Entradas del conjunto de datos
__________________________________________________

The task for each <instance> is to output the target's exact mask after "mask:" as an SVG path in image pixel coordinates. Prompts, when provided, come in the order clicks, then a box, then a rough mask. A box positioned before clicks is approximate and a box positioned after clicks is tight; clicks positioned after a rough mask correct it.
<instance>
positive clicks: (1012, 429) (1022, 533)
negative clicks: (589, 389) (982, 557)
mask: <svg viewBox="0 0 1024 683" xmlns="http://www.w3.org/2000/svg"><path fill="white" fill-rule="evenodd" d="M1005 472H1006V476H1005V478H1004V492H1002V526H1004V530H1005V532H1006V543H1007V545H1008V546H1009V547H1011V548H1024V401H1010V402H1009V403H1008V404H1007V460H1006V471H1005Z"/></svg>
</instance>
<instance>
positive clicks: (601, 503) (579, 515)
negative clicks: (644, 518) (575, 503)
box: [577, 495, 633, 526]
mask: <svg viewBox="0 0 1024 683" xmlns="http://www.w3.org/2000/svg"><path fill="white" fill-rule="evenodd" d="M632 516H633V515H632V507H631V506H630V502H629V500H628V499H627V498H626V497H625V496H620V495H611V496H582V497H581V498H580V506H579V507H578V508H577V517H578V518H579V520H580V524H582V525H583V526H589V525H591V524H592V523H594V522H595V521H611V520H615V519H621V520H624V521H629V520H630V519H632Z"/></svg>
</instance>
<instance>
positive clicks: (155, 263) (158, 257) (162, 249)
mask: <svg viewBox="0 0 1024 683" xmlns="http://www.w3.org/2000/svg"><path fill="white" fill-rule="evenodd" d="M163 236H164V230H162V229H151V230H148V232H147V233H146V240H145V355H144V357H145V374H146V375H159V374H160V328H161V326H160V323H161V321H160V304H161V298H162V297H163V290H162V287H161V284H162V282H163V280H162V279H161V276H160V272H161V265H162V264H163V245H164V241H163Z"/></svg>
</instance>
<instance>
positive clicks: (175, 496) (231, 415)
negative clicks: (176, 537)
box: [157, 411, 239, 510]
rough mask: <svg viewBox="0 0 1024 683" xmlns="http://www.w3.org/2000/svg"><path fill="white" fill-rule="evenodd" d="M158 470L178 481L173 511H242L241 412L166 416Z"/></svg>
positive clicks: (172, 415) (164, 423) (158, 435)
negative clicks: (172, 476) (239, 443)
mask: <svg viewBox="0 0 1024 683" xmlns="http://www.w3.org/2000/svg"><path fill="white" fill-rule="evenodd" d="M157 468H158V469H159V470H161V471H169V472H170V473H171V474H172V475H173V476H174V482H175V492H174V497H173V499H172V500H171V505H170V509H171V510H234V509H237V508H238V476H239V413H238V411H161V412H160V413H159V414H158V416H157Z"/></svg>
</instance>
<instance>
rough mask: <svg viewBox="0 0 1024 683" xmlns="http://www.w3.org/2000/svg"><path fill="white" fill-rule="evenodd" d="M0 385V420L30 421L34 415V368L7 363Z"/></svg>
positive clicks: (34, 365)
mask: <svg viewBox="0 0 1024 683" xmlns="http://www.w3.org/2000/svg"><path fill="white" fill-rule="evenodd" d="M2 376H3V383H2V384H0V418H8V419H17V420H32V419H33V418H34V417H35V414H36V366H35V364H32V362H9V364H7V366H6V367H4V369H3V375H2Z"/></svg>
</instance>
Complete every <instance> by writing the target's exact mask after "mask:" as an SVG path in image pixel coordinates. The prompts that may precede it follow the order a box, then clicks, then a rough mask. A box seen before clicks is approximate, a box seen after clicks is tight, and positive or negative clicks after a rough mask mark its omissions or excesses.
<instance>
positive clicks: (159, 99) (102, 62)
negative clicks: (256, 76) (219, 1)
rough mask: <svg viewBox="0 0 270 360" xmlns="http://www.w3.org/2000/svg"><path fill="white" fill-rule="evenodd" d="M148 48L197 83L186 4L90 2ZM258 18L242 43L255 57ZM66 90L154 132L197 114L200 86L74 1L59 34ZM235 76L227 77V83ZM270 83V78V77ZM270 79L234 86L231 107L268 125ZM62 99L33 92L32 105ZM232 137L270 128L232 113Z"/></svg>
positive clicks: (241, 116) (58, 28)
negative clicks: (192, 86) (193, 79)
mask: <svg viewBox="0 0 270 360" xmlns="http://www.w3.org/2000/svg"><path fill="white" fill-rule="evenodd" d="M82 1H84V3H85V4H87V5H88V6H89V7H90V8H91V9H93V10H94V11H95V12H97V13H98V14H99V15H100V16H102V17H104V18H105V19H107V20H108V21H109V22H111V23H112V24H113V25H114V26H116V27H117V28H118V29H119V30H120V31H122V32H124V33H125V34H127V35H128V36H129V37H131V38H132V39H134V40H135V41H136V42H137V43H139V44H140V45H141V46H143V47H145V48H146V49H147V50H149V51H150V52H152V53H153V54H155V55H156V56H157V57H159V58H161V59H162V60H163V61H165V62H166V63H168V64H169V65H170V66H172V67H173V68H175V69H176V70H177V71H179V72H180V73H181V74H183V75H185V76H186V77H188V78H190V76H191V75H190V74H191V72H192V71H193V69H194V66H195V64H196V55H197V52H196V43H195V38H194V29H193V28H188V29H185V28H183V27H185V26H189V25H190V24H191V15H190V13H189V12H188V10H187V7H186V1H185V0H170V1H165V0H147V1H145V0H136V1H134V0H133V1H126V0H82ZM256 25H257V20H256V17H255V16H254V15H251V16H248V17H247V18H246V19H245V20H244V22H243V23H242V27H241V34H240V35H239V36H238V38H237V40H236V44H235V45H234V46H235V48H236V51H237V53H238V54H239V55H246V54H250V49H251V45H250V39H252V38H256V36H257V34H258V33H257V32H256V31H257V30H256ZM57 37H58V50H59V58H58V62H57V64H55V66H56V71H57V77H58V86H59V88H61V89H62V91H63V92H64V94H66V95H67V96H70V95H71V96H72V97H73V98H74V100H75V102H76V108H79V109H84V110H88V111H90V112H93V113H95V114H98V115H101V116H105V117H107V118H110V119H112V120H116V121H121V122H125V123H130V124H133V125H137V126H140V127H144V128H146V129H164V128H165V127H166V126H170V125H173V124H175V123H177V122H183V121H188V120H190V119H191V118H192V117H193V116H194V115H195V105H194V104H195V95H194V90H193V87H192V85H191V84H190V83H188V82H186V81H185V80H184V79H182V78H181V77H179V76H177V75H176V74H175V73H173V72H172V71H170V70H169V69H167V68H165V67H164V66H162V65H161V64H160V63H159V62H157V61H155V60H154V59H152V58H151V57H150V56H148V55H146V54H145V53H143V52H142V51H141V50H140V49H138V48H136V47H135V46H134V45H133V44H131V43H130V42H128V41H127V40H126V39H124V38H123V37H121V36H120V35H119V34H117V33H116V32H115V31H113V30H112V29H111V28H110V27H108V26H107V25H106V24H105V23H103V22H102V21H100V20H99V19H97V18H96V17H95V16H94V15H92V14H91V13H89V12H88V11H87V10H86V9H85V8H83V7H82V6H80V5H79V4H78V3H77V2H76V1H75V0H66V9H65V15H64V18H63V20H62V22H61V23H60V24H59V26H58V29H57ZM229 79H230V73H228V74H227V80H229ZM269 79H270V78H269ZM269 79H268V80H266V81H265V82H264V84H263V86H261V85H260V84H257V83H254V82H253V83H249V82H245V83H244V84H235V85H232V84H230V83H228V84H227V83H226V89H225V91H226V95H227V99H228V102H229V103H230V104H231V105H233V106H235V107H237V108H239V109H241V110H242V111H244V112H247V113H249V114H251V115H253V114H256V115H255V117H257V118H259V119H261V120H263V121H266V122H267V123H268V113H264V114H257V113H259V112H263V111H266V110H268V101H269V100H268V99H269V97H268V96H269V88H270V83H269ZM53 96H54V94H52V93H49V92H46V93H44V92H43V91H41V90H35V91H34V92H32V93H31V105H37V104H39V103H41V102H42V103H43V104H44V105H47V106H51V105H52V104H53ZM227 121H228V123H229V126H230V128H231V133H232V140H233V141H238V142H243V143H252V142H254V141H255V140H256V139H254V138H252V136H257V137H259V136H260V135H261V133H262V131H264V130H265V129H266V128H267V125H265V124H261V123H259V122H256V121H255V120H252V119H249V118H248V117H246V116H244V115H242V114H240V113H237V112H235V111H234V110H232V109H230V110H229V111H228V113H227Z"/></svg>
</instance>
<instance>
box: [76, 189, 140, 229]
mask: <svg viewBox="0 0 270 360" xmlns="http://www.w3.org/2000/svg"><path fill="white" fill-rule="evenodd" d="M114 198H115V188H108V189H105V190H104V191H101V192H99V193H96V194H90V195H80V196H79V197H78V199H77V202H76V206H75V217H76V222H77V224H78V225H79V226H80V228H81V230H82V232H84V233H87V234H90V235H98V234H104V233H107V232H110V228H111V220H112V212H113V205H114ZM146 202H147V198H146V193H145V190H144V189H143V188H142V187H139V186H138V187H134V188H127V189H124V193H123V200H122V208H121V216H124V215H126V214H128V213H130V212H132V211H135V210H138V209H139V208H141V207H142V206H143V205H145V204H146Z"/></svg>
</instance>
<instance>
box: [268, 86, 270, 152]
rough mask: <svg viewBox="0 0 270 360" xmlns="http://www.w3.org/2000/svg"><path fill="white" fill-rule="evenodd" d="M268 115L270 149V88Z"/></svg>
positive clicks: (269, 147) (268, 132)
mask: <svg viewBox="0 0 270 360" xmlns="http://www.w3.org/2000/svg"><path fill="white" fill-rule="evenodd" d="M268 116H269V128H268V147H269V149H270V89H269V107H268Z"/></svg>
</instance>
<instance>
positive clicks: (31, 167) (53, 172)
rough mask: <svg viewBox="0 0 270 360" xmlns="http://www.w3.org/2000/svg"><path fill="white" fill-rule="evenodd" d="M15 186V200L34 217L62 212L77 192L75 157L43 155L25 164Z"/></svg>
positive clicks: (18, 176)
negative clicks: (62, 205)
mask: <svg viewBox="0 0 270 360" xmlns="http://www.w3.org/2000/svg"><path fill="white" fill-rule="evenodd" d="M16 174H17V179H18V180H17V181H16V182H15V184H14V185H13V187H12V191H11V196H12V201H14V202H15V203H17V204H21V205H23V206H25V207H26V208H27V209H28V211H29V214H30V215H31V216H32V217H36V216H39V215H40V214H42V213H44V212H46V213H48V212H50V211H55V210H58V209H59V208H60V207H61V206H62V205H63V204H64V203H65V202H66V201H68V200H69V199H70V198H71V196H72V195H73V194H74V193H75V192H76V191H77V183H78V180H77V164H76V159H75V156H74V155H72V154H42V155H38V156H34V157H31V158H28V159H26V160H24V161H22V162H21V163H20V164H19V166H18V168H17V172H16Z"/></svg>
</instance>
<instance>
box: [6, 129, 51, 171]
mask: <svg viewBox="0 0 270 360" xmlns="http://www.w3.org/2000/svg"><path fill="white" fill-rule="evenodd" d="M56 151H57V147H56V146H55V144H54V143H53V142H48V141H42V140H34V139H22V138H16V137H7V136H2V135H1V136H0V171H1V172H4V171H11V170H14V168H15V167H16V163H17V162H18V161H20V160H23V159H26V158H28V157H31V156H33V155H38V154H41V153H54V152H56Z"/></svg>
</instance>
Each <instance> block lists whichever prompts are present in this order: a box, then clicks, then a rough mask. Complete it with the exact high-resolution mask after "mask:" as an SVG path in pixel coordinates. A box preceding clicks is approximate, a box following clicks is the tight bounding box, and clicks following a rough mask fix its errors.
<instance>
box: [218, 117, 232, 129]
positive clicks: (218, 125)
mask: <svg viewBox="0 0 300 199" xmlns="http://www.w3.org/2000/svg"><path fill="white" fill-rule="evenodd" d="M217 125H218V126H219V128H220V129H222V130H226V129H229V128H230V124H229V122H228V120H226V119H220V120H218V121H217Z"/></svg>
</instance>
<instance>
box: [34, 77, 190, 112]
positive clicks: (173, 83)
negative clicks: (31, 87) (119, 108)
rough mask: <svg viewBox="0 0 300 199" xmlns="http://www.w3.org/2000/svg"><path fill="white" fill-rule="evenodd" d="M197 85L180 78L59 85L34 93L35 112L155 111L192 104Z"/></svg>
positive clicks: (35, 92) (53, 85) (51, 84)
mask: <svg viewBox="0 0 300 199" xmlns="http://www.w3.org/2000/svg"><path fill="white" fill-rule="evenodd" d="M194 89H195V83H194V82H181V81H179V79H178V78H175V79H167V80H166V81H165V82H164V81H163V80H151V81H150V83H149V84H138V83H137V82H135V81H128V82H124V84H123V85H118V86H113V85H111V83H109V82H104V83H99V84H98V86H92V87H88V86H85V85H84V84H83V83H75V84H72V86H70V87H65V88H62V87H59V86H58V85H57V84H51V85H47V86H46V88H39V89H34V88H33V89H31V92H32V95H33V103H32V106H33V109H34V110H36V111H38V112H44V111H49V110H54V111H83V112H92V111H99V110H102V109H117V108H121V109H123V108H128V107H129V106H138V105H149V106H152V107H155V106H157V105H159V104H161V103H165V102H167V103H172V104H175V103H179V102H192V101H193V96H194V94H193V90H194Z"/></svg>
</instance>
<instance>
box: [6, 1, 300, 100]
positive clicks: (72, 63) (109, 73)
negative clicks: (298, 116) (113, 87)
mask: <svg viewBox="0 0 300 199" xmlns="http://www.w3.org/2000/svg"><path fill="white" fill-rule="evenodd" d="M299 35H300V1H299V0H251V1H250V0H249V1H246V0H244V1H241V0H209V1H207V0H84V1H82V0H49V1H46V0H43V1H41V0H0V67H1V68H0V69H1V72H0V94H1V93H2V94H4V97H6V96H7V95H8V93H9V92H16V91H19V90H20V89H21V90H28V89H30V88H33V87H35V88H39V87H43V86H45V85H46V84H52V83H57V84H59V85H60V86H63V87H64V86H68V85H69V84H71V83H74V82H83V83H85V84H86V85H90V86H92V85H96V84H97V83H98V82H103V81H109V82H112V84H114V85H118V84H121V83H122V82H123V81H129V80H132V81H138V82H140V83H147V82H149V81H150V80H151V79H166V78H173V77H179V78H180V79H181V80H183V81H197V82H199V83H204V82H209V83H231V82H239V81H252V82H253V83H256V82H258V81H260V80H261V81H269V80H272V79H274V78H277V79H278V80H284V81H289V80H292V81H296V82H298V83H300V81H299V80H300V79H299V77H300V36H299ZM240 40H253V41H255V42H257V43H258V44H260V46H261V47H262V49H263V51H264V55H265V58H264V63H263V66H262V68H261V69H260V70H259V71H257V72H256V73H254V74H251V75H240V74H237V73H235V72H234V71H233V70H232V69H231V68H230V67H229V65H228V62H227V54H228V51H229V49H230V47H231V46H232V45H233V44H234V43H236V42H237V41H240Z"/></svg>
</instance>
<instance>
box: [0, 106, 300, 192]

__________________________________________________

• [Objetivo del ejercicio]:
Identifica cada línea de los ítems que contenga la cadena "block" y cópiala completa.

• [Solución del problema]:
Each <instance> block lists whichever prompts are present in this order: a box, then clicks, then a rough mask. Complete it with the exact high-resolution mask after "mask:" as an SVG path in pixel coordinates. A box preceding clicks is approximate, a box following clicks is the tight bounding box, and clicks following a rough mask fix its errors.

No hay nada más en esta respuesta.